# SUPPLIED INFORMATION:
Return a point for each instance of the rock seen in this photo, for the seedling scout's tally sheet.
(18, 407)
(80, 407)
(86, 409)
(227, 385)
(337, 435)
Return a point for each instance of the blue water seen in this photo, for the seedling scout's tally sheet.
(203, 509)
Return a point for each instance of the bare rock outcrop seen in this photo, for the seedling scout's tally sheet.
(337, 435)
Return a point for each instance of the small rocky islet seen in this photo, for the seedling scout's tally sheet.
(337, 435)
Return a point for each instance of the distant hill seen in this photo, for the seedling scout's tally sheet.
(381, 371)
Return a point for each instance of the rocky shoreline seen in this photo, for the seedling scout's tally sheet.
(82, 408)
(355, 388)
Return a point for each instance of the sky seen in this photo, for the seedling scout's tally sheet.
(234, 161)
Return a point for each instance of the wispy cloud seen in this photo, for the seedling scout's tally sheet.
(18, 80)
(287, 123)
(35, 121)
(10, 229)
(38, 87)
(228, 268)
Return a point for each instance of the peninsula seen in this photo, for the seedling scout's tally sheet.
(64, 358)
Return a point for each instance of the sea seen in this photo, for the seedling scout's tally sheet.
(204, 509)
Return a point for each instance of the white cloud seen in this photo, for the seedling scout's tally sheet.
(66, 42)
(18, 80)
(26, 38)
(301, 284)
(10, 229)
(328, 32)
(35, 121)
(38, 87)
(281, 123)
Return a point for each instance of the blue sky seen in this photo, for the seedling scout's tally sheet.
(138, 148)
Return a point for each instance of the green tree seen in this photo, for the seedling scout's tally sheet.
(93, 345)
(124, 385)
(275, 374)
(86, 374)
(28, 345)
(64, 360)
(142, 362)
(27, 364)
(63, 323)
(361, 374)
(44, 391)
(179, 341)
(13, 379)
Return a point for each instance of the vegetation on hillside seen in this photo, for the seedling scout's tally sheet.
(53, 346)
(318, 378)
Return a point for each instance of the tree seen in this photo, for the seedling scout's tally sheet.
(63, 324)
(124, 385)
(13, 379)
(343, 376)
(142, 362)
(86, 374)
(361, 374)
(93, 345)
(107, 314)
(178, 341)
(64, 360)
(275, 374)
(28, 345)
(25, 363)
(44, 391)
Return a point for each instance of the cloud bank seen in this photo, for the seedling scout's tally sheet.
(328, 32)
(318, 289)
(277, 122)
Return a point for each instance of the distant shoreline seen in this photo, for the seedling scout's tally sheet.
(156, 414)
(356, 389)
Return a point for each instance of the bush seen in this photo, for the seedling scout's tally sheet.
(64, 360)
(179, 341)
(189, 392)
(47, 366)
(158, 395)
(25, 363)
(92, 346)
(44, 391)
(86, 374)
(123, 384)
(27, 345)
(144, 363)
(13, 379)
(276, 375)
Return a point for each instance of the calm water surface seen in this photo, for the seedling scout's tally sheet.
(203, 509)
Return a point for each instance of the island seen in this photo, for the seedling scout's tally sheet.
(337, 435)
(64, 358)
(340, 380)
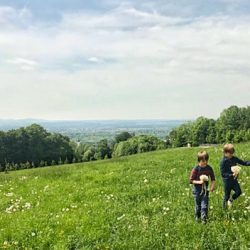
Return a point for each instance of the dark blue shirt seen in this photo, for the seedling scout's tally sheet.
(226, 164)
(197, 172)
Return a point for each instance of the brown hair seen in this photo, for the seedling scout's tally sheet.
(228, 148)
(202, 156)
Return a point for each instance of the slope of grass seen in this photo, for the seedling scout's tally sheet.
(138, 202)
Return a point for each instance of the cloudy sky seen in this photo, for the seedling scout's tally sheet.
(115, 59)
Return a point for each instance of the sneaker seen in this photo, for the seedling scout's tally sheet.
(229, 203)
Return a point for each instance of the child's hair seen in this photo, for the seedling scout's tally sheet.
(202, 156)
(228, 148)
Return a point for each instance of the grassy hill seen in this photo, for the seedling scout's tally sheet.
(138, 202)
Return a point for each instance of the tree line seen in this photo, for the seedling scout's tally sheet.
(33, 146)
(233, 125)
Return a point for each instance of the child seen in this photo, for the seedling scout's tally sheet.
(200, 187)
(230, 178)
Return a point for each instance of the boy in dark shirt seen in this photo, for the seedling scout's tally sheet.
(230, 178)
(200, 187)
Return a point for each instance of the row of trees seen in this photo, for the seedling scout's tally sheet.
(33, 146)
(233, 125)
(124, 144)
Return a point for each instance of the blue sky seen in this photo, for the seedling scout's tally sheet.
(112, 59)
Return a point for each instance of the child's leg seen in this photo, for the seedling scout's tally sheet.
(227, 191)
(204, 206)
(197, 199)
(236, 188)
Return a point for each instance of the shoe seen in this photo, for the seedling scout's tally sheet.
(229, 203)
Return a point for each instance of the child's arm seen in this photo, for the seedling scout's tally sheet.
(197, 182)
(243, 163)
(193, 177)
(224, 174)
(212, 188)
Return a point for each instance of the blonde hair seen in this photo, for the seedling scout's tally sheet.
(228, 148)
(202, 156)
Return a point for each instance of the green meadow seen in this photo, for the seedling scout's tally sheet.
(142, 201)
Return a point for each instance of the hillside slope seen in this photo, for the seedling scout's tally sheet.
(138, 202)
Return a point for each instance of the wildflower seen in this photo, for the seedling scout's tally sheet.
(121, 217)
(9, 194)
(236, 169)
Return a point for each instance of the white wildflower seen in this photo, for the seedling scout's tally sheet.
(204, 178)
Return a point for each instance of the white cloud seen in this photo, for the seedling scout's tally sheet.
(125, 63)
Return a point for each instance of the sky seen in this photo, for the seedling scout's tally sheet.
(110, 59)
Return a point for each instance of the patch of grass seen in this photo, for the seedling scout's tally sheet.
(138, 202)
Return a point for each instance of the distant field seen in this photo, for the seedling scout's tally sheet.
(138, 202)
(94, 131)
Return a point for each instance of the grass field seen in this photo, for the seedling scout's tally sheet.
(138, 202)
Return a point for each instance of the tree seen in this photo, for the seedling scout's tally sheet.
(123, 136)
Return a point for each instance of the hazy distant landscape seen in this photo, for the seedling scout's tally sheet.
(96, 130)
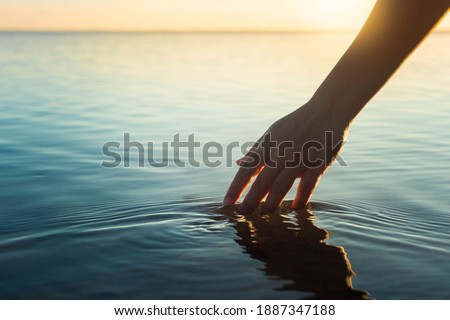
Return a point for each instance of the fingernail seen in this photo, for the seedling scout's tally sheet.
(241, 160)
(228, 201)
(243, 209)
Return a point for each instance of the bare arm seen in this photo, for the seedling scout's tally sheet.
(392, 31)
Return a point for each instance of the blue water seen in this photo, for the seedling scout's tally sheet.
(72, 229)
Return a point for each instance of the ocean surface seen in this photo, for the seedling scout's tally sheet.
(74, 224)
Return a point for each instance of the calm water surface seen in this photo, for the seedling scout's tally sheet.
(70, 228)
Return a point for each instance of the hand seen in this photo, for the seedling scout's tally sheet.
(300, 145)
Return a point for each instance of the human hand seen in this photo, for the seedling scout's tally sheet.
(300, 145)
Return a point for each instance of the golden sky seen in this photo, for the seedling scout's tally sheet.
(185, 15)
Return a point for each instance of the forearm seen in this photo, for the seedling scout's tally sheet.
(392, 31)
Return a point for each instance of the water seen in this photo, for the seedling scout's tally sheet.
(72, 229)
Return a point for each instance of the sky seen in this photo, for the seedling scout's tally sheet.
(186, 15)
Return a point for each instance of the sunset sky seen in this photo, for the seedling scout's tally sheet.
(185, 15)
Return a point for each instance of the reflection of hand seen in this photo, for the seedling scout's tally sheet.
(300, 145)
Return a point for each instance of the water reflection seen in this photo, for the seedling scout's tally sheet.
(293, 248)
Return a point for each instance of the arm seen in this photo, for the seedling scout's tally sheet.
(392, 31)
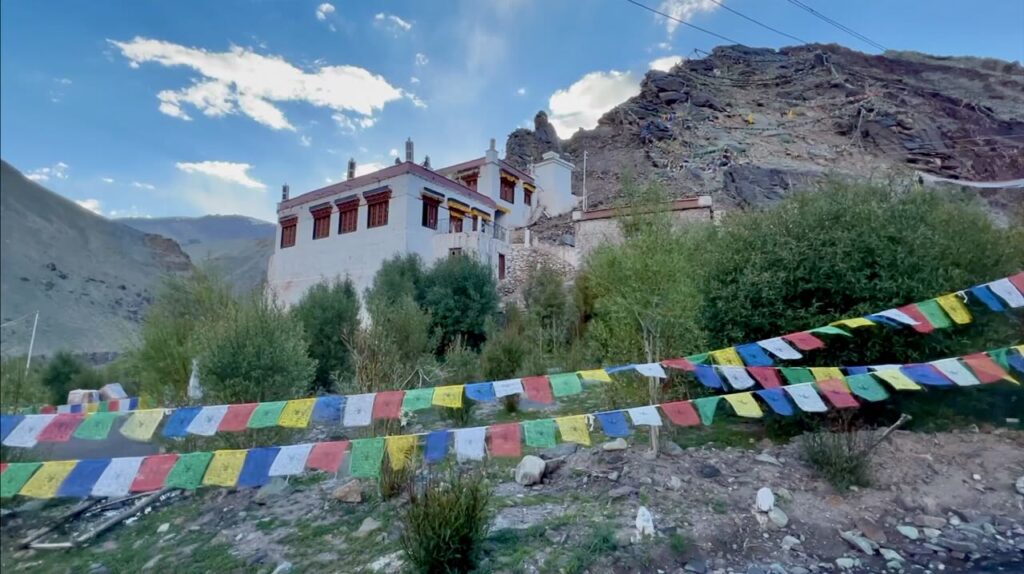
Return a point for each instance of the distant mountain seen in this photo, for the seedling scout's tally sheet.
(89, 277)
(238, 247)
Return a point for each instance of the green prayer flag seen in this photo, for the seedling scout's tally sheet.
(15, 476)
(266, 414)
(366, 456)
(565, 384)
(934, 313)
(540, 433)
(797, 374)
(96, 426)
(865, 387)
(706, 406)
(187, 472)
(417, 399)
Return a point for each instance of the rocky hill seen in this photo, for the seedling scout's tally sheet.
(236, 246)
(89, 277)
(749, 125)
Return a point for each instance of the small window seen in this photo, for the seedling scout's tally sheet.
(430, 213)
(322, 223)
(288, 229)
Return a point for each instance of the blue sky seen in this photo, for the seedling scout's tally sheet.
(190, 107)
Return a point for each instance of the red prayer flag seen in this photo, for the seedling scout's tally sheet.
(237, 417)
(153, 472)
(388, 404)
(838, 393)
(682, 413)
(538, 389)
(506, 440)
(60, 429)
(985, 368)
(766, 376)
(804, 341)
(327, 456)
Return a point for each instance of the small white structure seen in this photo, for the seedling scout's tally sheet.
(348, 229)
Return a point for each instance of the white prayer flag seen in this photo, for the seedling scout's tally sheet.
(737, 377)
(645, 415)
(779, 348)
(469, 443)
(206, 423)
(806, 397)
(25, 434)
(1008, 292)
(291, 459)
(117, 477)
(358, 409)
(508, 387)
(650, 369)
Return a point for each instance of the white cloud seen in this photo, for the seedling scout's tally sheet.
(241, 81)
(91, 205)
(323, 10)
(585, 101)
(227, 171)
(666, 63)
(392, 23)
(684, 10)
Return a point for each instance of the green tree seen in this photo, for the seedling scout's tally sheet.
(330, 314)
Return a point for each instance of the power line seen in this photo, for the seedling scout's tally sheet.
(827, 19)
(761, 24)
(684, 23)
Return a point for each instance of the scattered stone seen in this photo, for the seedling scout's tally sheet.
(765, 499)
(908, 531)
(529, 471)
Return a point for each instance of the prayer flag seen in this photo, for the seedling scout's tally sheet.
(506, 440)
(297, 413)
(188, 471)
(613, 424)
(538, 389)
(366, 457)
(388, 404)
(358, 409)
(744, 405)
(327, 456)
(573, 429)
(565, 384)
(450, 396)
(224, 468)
---
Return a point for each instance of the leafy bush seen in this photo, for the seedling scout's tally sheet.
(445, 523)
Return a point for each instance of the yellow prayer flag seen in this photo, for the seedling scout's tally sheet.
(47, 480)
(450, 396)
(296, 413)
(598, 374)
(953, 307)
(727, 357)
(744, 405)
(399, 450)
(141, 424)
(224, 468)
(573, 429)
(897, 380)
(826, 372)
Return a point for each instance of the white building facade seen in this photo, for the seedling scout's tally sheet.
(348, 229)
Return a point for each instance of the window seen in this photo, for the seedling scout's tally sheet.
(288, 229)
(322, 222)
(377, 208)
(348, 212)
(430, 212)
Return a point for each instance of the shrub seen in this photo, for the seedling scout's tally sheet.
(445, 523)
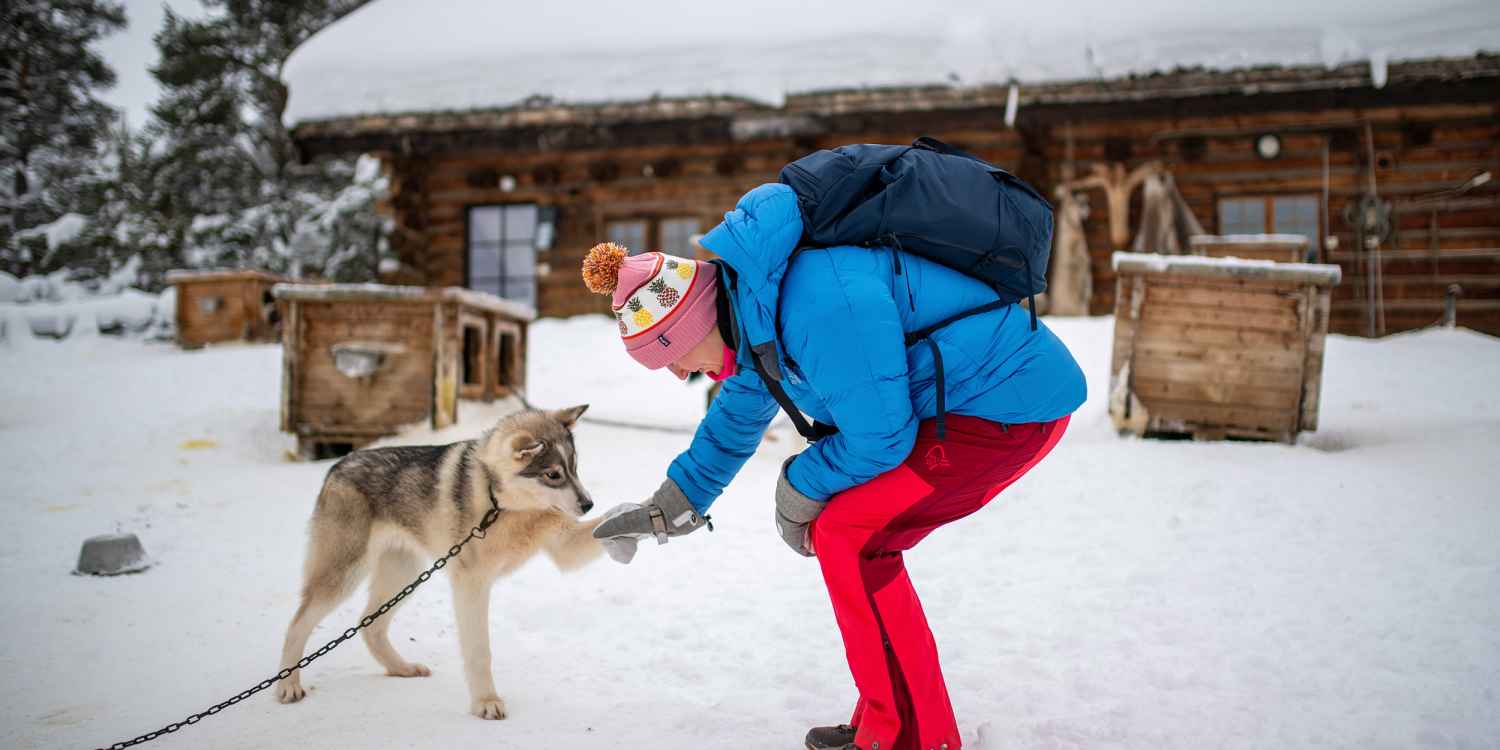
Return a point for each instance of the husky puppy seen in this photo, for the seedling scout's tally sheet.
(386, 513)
* * *
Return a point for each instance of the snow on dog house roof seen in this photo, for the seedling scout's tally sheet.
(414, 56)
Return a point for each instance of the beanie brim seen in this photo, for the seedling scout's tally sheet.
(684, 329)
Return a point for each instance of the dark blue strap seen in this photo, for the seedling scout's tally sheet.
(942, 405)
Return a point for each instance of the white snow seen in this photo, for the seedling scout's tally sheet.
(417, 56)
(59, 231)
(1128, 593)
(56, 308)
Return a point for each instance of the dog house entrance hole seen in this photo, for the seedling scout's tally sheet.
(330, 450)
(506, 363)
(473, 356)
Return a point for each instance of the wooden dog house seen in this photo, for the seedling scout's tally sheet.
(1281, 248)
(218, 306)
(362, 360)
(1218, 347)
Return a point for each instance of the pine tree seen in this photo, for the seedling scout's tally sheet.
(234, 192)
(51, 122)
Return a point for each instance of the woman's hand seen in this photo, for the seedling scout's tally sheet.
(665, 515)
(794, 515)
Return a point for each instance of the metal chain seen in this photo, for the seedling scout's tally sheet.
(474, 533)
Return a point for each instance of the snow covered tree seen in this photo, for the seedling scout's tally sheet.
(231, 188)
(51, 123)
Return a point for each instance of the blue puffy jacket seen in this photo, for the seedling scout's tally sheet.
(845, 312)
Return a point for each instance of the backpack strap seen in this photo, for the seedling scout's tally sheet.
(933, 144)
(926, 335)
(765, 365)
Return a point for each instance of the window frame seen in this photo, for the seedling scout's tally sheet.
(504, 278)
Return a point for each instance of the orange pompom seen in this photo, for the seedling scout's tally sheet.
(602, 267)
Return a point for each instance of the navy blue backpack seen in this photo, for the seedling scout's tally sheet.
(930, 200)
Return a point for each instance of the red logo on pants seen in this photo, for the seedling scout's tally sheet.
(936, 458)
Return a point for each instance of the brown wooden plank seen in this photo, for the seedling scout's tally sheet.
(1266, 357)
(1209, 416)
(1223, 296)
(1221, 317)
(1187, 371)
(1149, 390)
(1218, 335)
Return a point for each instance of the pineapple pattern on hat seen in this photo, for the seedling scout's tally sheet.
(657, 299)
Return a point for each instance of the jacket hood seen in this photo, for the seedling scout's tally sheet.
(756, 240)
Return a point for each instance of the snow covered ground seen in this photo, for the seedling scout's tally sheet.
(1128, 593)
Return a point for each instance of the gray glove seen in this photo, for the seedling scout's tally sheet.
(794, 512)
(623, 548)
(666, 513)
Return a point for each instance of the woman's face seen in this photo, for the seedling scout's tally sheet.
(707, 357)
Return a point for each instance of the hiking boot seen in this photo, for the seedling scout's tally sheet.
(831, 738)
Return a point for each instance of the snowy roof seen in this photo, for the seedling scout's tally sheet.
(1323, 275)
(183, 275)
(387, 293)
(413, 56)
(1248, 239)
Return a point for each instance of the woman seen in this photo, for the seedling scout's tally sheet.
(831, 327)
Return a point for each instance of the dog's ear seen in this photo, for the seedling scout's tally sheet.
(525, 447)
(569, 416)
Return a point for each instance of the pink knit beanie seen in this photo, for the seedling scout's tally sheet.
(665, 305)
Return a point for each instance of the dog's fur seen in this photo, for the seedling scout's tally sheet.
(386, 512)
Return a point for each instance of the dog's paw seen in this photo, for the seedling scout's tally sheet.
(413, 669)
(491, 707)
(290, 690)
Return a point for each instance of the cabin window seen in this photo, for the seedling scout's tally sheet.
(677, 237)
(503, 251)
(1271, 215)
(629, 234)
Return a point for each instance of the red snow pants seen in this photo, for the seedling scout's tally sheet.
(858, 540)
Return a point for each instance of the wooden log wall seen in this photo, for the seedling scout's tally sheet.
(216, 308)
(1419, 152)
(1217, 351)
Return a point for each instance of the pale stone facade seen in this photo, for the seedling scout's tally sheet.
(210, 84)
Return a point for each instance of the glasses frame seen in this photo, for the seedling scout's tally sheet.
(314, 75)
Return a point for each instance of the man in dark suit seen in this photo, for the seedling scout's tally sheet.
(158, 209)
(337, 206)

# SET TASK:
Identify each line of the data above that contains the string "wildflower", matching case exactly, and copy those lines in full.

# OUTPUT OF THE EXERCISE:
Return a point for each instance of the wildflower seen in this photo, for the seedling scout's tally sheet.
Return a point for each instance of the white wildflower seen in this photo, for the seedling scout's tally sheet.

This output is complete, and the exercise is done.